In the listing below, copy out word for word the lines that start at the one containing "Where can the lamp" and end after the one containing "<point>829,65</point>".

-*-*-

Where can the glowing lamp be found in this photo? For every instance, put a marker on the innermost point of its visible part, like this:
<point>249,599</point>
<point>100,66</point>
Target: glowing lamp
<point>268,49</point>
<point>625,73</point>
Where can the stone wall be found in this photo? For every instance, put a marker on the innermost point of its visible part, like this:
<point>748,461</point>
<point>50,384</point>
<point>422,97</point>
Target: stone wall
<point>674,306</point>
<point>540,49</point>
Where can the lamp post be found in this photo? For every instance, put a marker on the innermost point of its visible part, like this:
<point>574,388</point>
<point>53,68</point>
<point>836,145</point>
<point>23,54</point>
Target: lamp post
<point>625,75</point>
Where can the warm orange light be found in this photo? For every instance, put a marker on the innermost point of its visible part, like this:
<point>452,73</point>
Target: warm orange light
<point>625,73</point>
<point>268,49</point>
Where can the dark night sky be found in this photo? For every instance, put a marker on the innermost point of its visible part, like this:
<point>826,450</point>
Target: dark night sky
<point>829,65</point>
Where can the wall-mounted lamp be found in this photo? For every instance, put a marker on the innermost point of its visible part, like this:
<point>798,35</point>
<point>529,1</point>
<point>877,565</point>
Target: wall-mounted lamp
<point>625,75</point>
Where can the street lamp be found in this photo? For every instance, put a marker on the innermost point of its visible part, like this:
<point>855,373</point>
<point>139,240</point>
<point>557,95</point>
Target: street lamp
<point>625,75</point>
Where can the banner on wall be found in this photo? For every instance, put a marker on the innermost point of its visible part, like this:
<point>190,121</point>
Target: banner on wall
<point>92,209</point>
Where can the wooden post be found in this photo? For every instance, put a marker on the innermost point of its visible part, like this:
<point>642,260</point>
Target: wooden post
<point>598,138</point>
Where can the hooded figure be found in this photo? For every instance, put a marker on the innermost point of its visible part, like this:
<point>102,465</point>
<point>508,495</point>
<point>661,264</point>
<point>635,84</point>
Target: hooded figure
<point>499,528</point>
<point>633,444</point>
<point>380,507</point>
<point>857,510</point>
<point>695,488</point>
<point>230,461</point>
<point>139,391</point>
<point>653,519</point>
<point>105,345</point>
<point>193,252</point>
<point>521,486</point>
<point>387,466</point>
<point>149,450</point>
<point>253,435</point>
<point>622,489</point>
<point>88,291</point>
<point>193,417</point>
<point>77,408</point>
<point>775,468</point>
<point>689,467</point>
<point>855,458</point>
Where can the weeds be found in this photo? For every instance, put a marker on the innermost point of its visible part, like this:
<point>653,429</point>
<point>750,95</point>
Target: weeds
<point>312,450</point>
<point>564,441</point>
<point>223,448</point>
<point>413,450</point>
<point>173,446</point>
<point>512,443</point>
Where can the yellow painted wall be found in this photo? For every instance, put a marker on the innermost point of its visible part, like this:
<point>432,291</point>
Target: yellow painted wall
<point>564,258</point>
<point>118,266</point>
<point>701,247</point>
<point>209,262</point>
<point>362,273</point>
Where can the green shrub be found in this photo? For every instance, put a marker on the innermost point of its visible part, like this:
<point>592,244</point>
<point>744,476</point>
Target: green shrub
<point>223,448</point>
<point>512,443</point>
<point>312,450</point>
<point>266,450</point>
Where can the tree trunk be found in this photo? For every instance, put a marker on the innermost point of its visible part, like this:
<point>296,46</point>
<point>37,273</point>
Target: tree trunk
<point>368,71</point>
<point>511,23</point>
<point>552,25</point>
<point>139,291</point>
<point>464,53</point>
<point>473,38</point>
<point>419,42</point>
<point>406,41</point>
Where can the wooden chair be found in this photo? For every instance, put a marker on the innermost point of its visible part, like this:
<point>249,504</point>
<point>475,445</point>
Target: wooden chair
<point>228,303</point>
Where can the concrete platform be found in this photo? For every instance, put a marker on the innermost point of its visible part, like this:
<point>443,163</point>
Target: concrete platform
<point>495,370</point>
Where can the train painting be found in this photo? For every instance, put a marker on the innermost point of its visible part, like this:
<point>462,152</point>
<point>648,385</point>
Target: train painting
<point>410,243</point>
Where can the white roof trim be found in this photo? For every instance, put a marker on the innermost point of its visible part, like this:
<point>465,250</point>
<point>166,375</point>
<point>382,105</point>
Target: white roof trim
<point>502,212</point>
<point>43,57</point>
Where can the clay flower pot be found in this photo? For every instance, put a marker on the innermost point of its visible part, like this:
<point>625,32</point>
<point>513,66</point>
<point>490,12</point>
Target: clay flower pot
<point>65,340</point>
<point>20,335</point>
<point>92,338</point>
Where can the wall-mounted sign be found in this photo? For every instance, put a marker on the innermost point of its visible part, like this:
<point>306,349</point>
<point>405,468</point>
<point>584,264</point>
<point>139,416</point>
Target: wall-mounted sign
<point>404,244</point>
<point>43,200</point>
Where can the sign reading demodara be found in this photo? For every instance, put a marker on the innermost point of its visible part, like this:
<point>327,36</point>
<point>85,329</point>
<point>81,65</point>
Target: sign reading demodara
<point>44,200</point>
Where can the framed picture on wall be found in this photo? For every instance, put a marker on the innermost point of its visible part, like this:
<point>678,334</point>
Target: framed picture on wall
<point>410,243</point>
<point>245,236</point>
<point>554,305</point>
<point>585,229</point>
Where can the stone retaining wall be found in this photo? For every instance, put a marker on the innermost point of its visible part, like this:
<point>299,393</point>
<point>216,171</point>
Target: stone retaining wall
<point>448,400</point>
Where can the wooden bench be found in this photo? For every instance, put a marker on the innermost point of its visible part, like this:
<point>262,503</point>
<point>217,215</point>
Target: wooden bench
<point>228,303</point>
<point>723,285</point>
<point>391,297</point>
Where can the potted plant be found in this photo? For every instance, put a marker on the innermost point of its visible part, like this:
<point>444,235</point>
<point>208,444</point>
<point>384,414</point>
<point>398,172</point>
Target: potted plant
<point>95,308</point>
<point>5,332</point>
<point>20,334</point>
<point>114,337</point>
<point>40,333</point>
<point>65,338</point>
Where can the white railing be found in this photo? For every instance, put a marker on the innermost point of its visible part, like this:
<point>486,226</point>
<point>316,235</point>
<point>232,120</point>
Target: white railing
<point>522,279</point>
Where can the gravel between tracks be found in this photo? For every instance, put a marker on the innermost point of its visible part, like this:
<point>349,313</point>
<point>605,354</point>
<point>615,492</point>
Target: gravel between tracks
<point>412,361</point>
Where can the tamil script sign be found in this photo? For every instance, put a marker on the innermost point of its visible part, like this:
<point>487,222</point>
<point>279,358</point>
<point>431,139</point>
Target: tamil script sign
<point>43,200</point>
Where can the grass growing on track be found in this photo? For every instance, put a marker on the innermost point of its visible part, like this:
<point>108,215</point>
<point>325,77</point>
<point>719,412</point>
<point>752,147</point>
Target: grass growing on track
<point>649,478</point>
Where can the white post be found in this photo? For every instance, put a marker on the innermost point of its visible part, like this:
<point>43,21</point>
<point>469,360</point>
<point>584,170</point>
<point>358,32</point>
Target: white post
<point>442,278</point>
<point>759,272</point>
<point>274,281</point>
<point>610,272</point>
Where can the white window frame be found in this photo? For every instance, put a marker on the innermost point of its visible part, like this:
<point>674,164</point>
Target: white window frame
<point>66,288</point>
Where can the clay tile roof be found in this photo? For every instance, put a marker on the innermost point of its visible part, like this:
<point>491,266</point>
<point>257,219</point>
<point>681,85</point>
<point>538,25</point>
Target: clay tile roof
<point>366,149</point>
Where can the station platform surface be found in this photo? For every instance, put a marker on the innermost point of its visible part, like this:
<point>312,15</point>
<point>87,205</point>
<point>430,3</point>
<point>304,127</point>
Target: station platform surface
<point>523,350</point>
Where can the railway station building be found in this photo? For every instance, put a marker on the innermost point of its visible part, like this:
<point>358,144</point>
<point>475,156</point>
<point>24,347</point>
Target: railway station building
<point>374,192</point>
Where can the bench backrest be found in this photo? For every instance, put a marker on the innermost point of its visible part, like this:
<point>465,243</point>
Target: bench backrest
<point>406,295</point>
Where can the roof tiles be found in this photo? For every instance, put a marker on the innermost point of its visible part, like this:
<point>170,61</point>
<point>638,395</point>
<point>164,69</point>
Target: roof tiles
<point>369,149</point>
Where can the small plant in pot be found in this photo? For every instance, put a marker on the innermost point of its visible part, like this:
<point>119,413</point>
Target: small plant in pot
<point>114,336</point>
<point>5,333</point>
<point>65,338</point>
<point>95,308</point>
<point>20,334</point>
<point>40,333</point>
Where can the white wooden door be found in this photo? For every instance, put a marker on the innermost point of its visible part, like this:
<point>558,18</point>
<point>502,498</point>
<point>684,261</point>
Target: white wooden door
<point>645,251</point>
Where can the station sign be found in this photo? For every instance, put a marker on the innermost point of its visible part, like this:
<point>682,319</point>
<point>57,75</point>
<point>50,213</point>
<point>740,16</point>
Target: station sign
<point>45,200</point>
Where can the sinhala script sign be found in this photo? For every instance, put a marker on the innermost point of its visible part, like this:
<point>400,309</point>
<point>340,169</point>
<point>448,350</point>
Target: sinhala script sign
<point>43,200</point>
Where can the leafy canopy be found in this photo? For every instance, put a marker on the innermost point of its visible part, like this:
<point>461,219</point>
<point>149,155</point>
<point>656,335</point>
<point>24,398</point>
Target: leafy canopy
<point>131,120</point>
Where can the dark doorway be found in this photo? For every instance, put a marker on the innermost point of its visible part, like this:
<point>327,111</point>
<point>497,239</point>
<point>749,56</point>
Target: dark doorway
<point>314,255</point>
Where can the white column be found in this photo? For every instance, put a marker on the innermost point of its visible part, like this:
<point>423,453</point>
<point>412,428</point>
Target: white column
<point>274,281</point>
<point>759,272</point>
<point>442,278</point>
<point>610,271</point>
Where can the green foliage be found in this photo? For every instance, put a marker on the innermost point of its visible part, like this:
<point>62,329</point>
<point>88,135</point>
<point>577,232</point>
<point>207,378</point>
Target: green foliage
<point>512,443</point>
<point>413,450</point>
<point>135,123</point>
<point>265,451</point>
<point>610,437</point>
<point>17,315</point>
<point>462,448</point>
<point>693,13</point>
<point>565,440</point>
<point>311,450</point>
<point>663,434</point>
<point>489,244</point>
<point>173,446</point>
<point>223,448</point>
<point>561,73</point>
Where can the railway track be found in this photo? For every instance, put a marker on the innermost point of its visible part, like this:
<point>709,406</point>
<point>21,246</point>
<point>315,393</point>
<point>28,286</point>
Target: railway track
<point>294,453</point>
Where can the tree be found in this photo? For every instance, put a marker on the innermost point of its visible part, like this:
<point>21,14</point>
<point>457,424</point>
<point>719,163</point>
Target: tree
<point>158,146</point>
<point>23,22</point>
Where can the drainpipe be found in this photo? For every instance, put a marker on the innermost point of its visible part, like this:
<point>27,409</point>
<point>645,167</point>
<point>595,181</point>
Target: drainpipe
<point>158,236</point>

-*-*-

Output of the task –
Where can the lamp post be found in this photo? For every instance, put a marker on the innermost point of its visible part, like this:
<point>574,388</point>
<point>53,68</point>
<point>836,145</point>
<point>23,54</point>
Target: lamp post
<point>625,75</point>
Where can the warm orange light be found in this photo? For every instance, put a marker on the innermost point of its visible part, like this:
<point>452,73</point>
Target: warm orange light
<point>625,73</point>
<point>268,49</point>
Where can the dark night sky be found in this photo? For every instance, put a marker on the innermost point of its visible part, like this:
<point>826,450</point>
Target: dark night sky
<point>829,65</point>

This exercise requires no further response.